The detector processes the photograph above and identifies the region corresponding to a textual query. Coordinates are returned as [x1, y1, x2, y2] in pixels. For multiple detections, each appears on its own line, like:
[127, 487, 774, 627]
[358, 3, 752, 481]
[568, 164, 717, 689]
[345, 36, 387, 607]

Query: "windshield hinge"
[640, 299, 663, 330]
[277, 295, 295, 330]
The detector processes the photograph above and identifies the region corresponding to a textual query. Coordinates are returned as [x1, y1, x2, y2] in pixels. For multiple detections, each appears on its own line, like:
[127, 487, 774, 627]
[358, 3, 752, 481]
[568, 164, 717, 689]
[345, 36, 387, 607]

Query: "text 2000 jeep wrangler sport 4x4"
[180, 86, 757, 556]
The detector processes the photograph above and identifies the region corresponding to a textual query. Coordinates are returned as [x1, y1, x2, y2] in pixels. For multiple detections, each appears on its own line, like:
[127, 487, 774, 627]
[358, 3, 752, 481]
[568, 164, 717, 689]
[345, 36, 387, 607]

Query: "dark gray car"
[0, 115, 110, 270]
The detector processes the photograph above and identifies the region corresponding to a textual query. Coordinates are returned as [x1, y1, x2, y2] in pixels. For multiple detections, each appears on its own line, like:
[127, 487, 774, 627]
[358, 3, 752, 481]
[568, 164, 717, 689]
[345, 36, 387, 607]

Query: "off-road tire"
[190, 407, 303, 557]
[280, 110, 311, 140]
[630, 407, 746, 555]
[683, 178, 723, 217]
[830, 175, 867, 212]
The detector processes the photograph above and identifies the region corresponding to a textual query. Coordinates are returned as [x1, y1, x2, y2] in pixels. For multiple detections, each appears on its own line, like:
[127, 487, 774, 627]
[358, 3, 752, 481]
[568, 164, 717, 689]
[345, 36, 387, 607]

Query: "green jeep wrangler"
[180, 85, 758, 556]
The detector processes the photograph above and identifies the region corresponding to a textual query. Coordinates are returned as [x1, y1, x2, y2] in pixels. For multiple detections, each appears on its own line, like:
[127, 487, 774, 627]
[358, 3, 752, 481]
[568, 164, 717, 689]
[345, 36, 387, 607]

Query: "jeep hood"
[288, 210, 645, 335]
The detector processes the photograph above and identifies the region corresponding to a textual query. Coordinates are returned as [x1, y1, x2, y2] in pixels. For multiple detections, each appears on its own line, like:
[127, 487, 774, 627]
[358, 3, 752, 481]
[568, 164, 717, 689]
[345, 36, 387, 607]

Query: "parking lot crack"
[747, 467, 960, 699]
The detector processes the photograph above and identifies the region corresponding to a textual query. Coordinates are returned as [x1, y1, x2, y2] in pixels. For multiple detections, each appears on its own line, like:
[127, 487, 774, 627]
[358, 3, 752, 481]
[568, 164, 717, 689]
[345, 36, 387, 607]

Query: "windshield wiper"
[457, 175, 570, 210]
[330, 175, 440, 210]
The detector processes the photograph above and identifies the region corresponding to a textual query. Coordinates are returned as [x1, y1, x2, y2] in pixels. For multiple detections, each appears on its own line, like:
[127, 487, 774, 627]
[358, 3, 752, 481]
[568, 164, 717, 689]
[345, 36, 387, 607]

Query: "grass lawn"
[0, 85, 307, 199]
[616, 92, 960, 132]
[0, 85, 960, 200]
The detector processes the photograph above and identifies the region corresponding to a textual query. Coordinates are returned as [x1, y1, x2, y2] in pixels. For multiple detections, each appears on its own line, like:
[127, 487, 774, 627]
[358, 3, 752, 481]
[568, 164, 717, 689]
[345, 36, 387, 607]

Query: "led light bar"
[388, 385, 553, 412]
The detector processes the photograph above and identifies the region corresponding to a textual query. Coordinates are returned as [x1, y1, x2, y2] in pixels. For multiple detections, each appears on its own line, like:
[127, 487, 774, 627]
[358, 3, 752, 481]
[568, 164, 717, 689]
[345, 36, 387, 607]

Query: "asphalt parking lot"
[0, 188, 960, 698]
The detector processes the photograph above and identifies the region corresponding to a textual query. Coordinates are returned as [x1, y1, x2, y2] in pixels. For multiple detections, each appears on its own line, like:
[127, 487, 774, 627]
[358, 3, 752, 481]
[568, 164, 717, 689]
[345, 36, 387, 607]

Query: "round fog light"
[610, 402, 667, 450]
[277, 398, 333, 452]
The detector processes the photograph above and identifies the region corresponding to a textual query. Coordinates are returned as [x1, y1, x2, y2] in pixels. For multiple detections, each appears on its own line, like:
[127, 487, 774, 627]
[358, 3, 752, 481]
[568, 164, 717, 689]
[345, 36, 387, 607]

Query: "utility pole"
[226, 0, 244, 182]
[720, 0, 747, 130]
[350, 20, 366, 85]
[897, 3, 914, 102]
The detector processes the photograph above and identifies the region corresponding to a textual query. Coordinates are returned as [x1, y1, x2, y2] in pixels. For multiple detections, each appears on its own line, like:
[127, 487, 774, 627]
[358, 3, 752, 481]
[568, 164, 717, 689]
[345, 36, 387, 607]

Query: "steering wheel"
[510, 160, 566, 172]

Prompt: Reproduce every one of the lines above word for word, in their original order.

Completed task:
The detector processes the photograph above and identifies the region corresponding to a textual query. Coordinates are returned as [x1, y1, x2, y2] in pixels. For multiple detections, each appears on its own line, like:
[127, 487, 774, 627]
[358, 3, 752, 481]
[568, 164, 717, 689]
[345, 36, 387, 607]

Query: "windshield hinge"
[640, 299, 663, 330]
[277, 295, 295, 330]
The detector processes the photograph above and identifies the region corresponding to a textual query. Coordinates are returned as [x1, y1, x2, y2] in pixels. For multiple detections, each appears on its own line, like:
[127, 487, 774, 627]
[358, 3, 752, 481]
[568, 164, 717, 689]
[345, 36, 387, 607]

Query: "text 2000 jeep wrangler sport 4x4"
[180, 86, 757, 556]
The detector processes the photograph above and identifies the region corresponding to a textual query. Coordinates are returned as [x1, y1, x2, y2] in pixels. For multiple detections, each appears on its own line, like:
[127, 487, 774, 627]
[358, 3, 752, 481]
[568, 164, 717, 689]
[345, 36, 387, 607]

Query: "dark gray car"
[0, 115, 110, 270]
The detector processes the photograph above and identifies the region corresponding to a textual query. Coordinates are returned as [x1, y1, x2, y2] in pixels. For multiple detections, each appears on its own line, like:
[127, 487, 774, 627]
[358, 3, 752, 481]
[568, 164, 717, 689]
[345, 36, 387, 607]

Query: "off-road tire"
[190, 407, 303, 557]
[280, 110, 311, 140]
[630, 407, 746, 555]
[683, 178, 723, 217]
[830, 175, 867, 212]
The detector processes the photograph above and identifies the region corresponding to a textual query. Coordinates are returned as [x1, y1, x2, y2] in pixels. For multiple detections, each appears on its own line, like:
[127, 487, 774, 627]
[358, 3, 752, 481]
[568, 164, 717, 689]
[345, 36, 387, 607]

Query: "green jeep wrangler"
[180, 85, 758, 556]
The detector processes the photograph above and identifies the region corresponding to a textual query. Coordinates are returned as [x1, y1, x2, y2] in pixels. For multiple detections, each appears on its own line, like:
[127, 487, 774, 627]
[358, 3, 752, 481]
[568, 164, 717, 689]
[345, 36, 387, 607]

Query: "jeep hood"
[288, 210, 645, 335]
The detector processes the photograph above and identifies the region corresponding to a textual query. Coordinates are returned as [x1, y1, x2, y2] in pixels. For multiple detections, each appears on its own line, like:
[127, 487, 774, 627]
[358, 3, 752, 481]
[568, 164, 717, 689]
[345, 36, 387, 607]

Query: "parking lot crack"
[747, 467, 960, 699]
The detector processes the photograph above and identifies the region corresponding to a textual query. Coordinates are returned as [x1, y1, x2, y2] in pixels. For multiple detections, each appears on its own line, like:
[127, 487, 774, 627]
[358, 3, 752, 481]
[568, 164, 717, 689]
[345, 36, 387, 607]

Query: "windshield wiper"
[457, 175, 570, 210]
[330, 175, 440, 210]
The detector processes the photograph above and identifies the region corresponding to a textual query. Coordinates are returned as [x1, y1, x2, y2] in pixels. For multiple detections, each appears on its own line, like:
[127, 487, 774, 627]
[358, 3, 752, 481]
[568, 164, 717, 689]
[345, 36, 387, 607]

Query: "grass lawn"
[0, 85, 307, 199]
[616, 92, 960, 132]
[0, 85, 960, 200]
The detector processes the photograph above and identifies the region corresponding to a textual query. Coordinates are returned as [x1, y1, x2, y2] in pixels. For multiple detections, each appears on its own line, like:
[127, 487, 774, 627]
[358, 3, 752, 481]
[568, 164, 717, 689]
[345, 36, 387, 607]

Query: "led light bar"
[388, 385, 553, 412]
The detector processes the photograph above and identifies the region corresponding to a textual query. Coordinates are returned as [x1, y1, x2, y2] in pixels. For multiple detections, each appears on its own line, like:
[127, 487, 774, 627]
[358, 3, 752, 481]
[568, 164, 717, 689]
[345, 36, 387, 607]

Query: "asphalt parking lot"
[0, 188, 960, 698]
The detector processes the photograph above and identifies the region corresponding to a textual query. Coordinates are returned as [x1, y1, x2, y2] in pixels. For multiple detections, each appears on its own line, like:
[127, 487, 774, 627]
[358, 3, 752, 481]
[568, 164, 717, 689]
[345, 36, 387, 607]

Query: "round fog light"
[610, 402, 667, 450]
[277, 398, 333, 452]
The detector processes the photograph above and identifies the region corresponding to a textual query. Coordinates are returned as [x1, y1, x2, y2] in pixels. For multiple detections, each appears on its own line, like:
[127, 487, 774, 627]
[358, 3, 752, 481]
[568, 164, 717, 689]
[345, 36, 387, 607]

Query: "utility pole"
[226, 0, 244, 182]
[720, 0, 747, 130]
[350, 20, 366, 85]
[897, 3, 914, 102]
The detector processes the photograph above and identifies the region corresponding to a textual query. Coordinates are returned as [x1, y1, x2, y2] in pixels. For multiple detections, each appears on its own line, like:
[127, 487, 774, 627]
[358, 3, 752, 481]
[568, 164, 717, 689]
[345, 36, 387, 607]

Query: "steering wheel"
[510, 160, 566, 172]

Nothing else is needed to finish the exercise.